[2/4] mm,page_alloc: Move the short sleep to should_reclaim_retry()
diff mbox

Message ID 1528369223-7571-2-git-send-email-penguin-kernel@I-love.SAKURA.ne.jp
State New
Headers show

Commit Message

Tetsuo Handa June 7, 2018, 11 a.m. UTC
should_reclaim_retry() should be a natural reschedule point. PF_WQ_WORKER
is a special case which needs a stronger rescheduling policy. Doing that
unconditionally seems more straightforward than depending on a zone being
a good candidate for a further reclaim.

Thus, move the short sleep when we are waiting for the owner of oom_lock
(which coincidentally also serves as a guaranteed sleep for PF_WQ_WORKER
threads) to should_reclaim_retry(). Note that it is not evaluated that
whether there is negative side effect with this change. We need to test
both real and artificial workloads for evaluation. You can compare with
and without this patch if you noticed something unexpected.

**********

Set of tasks =>
1. In the commit message, which special case is said to need a stronger rescheduling policy?
2. Write a continuation of the commit message that picks up after its last sentence.

**********

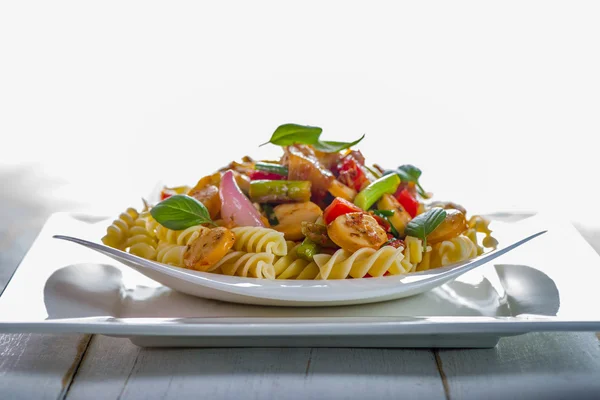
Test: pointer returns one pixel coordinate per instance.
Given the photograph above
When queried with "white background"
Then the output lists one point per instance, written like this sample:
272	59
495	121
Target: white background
497	102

**********

Set of answers =>
1. PF_WQ_WORKER threads need a stronger rescheduling policy.

2.
Signed-off-by: Michal Hocko <mhocko@suse.com>
Cc: Tetsuo Handa <penguin-kernel@I-love.SAKURA.ne.jp>
Cc: Roman Gushchin <guro@fb.com>
Cc: Michal Hocko <mhocko@suse.com>
Cc: Johannes Weiner <hannes@cmpxchg.org>
Cc: Vladimir Davydov <vdavydov.dev@gmail.com>
Cc: David Rientjes <rientjes@google.com>
Cc: Tejun Heo <tj@kernel.org>
---
 mm/page_alloc.c | 40 ++++++++++++++++++----------------------
 1 file changed, 18 insertions(+), 22 deletions(-)

Comments

Michal Hocko June 7, 2018, 11:13 a.m. UTC | #1
On Thu 07-06-18 20:00:21, Tetsuo Handa wrote:
> should_reclaim_retry() should be a natural reschedule point. PF_WQ_WORKER
> is a special case which needs a stronger rescheduling policy. Doing that
> unconditionally seems more straightforward than depending on a zone being
> a good candidate for a further reclaim.
> 
> Thus, move the short sleep when we are waiting for the owner of oom_lock
> (which coincidentally also serves as a guaranteed sleep for PF_WQ_WORKER
> threads) to should_reclaim_retry(). Note that it is not evaluated that
> whether there is negative side effect with this change. We need to test
> both real and artificial workloads for evaluation. You can compare with
> and without this patch if you noticed something unexpected.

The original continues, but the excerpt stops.